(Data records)
----
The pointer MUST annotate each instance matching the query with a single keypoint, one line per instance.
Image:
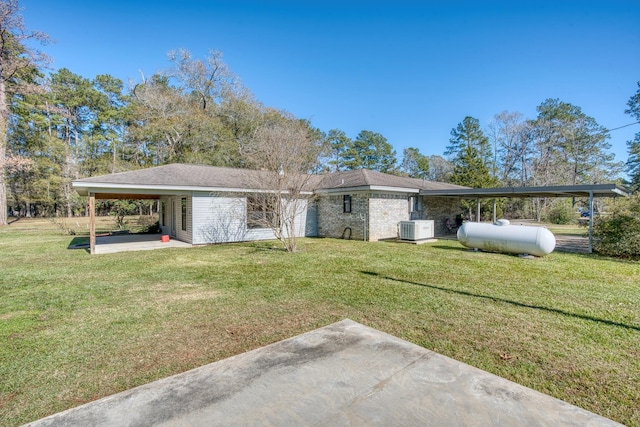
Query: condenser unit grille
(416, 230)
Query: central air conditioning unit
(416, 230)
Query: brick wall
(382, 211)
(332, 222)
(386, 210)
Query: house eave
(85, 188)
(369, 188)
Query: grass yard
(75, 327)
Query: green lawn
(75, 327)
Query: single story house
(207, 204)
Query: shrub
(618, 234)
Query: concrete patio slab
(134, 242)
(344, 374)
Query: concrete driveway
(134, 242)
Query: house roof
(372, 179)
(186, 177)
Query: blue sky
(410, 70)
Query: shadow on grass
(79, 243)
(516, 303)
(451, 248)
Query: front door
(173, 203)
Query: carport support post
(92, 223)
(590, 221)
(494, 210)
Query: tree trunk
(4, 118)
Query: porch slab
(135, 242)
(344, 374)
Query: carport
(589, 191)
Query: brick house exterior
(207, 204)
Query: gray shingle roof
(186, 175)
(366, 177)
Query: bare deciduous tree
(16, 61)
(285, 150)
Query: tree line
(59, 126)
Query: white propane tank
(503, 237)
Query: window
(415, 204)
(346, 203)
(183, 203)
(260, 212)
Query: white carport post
----
§ **Task to carry out**:
A faithful copy of the data above is wanted, with every image left out.

§ **The answer**:
The pointer MUST annotate each instance matching the query with a single keypoint, one line per instance.
Image:
Query: condenser unit grille
(416, 230)
Query: central air conditioning unit
(416, 230)
Query: brick wall
(382, 211)
(332, 222)
(386, 210)
Query: house eave
(85, 188)
(369, 188)
Query: grass yard
(75, 327)
Query: green lawn
(75, 327)
Query: single story house
(207, 204)
Query: shrub
(618, 234)
Query: concrete patio slab
(134, 242)
(344, 374)
Query: concrete driveway
(134, 242)
Query: house roof
(372, 179)
(186, 177)
Query: blue sky
(410, 70)
Query: shadow on grass
(79, 243)
(516, 303)
(451, 248)
Query: front door
(173, 203)
Query: carport support post
(92, 223)
(590, 221)
(494, 210)
Query: tree trunk
(4, 118)
Query: porch slab
(135, 242)
(344, 374)
Query: carport
(589, 191)
Query: brick house exterior
(207, 204)
Query: gray shingle roof
(186, 175)
(366, 177)
Query: bare deciduous tree
(16, 61)
(285, 150)
Query: tree line
(59, 126)
Query: white propane tank
(503, 237)
Query: window
(415, 204)
(346, 203)
(183, 203)
(260, 212)
Query: white carport post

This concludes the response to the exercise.